• [What to do] Reproduce the complete set of records, exactly as they appear.

• [Available data]
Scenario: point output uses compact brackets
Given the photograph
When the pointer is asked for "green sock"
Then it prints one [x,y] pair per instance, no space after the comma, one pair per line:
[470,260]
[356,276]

• [Response to this task]
Scenario: point output uses compact brackets
Given the photograph
When the pointer is asked for "green sock"
Then it prints one [x,y] pair per instance, no space after the comma, one pair per line:
[470,260]
[356,276]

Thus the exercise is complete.